Dataset rows showing where objects appear:
##############################

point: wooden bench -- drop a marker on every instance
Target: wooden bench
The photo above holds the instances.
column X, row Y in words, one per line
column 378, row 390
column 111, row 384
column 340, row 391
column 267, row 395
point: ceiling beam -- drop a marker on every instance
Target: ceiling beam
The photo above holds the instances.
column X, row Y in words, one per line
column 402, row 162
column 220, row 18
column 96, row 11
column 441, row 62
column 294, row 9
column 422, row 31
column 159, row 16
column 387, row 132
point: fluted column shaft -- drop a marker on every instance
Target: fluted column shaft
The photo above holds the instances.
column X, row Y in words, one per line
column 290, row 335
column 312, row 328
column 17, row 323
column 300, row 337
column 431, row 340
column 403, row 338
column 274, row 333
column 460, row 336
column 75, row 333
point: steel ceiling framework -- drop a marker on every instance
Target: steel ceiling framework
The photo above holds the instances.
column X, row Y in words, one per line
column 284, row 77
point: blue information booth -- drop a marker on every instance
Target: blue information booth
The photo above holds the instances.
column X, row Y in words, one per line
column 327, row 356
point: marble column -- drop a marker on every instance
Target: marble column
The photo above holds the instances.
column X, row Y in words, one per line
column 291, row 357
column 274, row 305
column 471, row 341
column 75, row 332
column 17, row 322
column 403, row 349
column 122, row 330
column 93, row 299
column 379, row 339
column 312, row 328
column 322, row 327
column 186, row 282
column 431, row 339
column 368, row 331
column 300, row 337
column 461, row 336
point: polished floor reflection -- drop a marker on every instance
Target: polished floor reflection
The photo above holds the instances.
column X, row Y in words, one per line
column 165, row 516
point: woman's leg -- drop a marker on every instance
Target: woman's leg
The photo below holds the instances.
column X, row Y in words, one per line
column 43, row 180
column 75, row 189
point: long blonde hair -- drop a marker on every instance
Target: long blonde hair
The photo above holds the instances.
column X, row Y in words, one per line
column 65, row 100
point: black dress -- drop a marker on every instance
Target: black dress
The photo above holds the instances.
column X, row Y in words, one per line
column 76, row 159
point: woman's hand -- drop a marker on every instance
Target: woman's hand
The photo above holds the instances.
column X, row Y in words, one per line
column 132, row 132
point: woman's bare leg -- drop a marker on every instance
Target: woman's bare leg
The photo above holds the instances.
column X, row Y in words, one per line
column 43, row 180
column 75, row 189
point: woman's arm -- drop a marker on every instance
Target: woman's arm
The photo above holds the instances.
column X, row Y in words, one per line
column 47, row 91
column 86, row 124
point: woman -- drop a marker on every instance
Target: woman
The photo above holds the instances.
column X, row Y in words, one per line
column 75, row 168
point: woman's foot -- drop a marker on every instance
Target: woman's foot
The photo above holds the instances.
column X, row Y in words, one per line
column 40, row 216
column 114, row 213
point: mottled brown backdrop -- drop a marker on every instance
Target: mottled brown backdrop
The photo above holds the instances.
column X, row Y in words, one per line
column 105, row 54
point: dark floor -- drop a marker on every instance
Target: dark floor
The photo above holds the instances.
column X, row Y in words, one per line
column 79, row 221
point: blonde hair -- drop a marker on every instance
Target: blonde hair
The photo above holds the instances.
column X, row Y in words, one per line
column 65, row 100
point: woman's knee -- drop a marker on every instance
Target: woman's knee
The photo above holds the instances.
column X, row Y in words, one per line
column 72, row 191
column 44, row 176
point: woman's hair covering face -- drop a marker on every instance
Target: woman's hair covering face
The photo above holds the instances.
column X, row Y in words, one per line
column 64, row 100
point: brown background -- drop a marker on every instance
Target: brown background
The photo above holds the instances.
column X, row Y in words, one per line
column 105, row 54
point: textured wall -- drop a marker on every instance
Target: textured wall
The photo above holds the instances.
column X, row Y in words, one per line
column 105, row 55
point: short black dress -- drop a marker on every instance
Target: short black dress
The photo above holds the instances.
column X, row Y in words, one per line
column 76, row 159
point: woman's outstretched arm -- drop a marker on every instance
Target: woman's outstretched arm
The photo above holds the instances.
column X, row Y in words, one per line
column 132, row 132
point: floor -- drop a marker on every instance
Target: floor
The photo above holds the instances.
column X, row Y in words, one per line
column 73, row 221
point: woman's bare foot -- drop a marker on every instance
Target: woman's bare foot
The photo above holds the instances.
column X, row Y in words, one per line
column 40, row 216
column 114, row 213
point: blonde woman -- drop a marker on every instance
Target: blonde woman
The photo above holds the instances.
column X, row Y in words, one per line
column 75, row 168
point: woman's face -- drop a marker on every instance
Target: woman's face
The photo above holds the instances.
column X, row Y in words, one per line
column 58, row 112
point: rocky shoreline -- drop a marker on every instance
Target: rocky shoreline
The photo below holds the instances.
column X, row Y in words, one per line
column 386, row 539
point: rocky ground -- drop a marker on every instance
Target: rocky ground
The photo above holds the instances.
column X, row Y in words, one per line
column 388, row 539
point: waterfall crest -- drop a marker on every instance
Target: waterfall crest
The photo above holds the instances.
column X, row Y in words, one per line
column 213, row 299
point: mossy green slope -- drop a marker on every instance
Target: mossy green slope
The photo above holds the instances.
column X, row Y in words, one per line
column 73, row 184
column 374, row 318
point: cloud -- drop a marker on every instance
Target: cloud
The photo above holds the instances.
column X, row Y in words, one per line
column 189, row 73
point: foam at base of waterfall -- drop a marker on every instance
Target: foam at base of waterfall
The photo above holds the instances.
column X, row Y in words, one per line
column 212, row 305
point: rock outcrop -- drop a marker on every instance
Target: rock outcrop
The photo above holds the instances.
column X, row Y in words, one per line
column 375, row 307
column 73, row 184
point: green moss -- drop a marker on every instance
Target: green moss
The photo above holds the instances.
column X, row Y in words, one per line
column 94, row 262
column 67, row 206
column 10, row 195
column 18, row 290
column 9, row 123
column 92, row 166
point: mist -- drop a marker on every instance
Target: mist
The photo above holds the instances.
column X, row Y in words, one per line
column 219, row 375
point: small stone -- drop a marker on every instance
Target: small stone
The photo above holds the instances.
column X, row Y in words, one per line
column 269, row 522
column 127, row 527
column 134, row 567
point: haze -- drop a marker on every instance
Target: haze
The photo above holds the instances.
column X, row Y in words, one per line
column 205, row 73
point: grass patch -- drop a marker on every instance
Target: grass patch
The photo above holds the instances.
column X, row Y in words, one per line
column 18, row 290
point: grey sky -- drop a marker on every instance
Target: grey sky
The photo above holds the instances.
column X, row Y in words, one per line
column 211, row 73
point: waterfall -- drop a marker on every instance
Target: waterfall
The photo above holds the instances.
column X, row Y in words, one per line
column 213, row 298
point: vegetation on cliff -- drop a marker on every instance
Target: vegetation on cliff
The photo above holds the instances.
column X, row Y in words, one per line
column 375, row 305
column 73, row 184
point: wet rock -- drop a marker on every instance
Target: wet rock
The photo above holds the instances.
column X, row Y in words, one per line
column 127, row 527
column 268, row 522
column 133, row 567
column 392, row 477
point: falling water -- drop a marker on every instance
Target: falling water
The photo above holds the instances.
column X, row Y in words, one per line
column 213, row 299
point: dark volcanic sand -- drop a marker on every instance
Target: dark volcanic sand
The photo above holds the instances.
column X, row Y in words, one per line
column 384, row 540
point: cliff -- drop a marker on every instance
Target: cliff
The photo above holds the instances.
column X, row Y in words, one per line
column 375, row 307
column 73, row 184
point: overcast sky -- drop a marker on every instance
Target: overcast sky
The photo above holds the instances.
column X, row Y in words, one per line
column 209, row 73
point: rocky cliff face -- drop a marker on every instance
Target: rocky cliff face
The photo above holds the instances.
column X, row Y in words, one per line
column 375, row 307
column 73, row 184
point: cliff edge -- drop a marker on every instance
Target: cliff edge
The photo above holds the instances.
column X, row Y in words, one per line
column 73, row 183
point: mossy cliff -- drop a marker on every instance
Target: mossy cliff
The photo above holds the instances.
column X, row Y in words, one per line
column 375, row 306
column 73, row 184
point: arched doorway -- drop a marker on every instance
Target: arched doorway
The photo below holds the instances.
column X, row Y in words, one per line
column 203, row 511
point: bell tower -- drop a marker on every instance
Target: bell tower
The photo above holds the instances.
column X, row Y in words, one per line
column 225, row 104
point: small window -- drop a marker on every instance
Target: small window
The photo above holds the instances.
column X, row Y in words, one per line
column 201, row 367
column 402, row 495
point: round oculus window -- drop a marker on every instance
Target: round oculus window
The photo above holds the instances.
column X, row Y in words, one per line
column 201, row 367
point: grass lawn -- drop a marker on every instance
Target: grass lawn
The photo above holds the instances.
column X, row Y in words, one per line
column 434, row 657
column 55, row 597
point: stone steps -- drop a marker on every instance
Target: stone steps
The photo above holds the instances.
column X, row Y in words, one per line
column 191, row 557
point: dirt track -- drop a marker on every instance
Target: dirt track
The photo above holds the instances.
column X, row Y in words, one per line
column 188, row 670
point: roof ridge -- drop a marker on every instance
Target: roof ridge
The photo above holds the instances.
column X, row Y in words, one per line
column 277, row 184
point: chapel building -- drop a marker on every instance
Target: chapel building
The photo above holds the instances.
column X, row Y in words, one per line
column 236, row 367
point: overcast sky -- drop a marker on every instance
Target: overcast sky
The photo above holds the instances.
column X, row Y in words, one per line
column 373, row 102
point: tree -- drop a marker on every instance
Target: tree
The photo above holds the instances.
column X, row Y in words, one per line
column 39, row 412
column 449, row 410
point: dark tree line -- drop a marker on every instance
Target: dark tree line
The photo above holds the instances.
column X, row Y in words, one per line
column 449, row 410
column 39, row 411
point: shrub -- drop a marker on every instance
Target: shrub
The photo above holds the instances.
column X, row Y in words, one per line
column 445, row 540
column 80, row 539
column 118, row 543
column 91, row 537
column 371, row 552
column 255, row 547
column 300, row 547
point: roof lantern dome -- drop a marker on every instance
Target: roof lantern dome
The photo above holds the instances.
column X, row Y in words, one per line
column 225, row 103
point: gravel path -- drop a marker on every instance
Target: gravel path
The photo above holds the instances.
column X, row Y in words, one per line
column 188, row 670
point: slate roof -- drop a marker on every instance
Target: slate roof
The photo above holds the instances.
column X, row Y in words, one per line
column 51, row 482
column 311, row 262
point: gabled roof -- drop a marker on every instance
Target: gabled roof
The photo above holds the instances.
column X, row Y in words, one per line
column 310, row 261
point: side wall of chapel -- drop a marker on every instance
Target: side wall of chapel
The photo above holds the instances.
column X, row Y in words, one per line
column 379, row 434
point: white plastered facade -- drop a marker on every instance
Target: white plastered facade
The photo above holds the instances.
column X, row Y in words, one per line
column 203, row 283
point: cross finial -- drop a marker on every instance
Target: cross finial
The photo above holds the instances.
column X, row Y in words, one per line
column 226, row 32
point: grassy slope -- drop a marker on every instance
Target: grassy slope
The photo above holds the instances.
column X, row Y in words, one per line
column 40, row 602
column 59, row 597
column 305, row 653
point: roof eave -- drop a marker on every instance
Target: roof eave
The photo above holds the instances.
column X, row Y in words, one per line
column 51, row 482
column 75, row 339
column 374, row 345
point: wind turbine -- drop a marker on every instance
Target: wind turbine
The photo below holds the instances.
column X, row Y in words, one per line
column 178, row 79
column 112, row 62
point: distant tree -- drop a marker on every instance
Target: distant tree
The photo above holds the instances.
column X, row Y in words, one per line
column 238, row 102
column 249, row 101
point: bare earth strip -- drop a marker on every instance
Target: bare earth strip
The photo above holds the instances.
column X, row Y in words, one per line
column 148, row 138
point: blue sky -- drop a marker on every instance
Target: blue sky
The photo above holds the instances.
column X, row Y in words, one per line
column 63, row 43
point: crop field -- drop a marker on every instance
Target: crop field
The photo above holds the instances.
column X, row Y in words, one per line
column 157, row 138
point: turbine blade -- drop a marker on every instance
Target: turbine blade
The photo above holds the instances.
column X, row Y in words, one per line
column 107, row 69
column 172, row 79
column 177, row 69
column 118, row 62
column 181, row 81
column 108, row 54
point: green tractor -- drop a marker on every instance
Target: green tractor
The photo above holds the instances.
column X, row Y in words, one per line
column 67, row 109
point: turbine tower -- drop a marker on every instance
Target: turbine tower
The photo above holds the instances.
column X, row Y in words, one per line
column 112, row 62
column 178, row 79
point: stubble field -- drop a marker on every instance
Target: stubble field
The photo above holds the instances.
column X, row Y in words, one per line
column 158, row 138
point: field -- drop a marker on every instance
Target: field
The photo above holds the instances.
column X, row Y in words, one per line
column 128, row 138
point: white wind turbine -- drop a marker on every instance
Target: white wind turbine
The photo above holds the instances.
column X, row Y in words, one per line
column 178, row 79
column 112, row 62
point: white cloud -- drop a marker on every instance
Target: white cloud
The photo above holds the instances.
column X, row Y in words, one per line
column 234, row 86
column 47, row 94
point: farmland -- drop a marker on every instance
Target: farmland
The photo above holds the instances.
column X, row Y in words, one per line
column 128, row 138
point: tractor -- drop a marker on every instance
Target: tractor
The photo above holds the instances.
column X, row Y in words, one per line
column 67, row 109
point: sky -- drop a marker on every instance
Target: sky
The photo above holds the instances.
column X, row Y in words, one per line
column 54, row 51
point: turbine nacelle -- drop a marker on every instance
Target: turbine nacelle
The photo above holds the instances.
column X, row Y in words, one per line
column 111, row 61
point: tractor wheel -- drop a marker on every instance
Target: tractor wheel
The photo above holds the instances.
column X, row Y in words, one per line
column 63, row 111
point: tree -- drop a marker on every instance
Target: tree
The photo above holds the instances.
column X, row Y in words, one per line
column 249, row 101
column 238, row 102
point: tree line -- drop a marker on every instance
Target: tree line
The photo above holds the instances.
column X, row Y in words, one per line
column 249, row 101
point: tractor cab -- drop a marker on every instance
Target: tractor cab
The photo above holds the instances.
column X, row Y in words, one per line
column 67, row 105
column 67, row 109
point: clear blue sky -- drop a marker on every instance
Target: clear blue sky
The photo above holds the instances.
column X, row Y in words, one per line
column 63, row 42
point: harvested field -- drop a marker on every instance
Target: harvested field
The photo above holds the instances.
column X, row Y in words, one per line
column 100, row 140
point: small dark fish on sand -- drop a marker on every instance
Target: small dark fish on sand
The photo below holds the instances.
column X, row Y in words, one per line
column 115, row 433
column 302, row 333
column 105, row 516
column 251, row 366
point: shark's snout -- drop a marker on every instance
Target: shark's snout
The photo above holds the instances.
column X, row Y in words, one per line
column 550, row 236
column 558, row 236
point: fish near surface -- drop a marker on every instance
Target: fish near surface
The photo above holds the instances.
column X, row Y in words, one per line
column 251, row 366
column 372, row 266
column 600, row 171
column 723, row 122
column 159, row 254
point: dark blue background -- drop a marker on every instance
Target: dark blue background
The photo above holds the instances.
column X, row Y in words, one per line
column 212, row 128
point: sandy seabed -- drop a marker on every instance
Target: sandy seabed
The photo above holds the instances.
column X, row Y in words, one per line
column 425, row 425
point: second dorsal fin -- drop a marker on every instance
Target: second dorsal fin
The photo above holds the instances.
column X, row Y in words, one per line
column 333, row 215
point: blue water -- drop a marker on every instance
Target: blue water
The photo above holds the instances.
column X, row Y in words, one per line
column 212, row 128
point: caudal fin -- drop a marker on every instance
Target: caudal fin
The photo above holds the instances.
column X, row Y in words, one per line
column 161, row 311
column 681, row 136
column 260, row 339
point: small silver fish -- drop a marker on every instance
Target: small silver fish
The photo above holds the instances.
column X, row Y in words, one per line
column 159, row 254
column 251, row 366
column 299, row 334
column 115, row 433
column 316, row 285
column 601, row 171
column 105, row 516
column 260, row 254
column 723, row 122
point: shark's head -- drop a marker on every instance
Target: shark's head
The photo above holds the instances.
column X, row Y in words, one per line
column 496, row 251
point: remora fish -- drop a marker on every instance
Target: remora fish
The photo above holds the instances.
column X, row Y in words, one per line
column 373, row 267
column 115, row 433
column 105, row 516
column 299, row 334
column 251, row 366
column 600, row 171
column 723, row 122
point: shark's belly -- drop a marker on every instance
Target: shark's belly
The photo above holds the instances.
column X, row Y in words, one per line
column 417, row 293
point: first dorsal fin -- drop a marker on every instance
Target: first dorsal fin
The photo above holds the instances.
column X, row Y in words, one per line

##############################

Task | Turn the material above, from its first line through the line containing "column 387, row 132", into a numbered list, leaving out any blank lines.

Exercise solution |
1. point: wooden bench -- drop a marker on every instance
2. Target: wooden bench
3. The photo above holds the instances.
4. column X, row Y in words, one per line
5. column 378, row 390
6. column 111, row 384
7. column 340, row 391
8. column 267, row 395
9. point: ceiling beam -- drop a marker on every instance
10. Target: ceiling beam
11. The photo above holds the instances.
12. column X, row Y in words, one per line
13. column 402, row 162
14. column 220, row 18
15. column 96, row 11
16. column 441, row 62
17. column 294, row 9
18. column 422, row 31
19. column 159, row 16
20. column 387, row 132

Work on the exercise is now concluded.